Saved data items:
+--

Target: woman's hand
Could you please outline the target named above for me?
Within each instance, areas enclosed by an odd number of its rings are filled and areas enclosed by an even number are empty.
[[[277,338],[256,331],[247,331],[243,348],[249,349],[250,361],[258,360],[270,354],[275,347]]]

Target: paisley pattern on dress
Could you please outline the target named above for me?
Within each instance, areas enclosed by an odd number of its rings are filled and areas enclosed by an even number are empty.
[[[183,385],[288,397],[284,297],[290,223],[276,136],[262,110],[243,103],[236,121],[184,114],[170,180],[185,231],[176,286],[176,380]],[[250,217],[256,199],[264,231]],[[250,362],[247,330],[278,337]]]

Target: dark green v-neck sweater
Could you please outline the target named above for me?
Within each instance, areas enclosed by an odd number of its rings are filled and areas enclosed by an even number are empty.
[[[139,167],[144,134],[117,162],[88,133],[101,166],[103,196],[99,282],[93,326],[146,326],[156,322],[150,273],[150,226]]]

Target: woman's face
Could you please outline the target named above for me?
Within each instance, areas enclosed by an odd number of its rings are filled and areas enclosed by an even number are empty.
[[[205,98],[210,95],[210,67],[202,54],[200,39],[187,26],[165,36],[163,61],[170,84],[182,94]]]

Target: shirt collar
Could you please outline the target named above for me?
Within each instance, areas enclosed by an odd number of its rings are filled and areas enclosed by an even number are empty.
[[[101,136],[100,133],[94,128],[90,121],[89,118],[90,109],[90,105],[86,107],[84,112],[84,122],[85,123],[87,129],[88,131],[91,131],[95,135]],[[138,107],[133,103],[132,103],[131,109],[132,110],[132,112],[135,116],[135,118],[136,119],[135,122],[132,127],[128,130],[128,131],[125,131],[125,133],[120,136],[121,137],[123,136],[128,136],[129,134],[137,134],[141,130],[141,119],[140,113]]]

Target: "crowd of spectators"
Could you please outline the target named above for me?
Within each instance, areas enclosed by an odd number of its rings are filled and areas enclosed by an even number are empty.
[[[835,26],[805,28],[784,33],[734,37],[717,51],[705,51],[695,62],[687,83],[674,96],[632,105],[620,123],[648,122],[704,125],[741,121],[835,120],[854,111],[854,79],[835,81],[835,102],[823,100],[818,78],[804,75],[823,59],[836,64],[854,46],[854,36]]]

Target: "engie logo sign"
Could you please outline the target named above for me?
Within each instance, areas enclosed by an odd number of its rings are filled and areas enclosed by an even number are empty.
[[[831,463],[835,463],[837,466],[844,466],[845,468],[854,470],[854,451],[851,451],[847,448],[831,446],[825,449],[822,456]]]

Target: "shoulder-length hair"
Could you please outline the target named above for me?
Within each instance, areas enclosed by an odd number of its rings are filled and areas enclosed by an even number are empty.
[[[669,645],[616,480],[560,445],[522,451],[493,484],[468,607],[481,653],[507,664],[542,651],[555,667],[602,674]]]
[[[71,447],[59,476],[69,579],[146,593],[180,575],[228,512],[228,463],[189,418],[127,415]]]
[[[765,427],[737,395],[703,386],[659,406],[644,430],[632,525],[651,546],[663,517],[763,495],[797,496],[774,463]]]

+--

EXERCISE OBJECTIVE —
Can you identify every line in the items that holds the string "woman" and copy each of those lines?

COMPLETED TASK —
Target: woman's hand
Target: woman's face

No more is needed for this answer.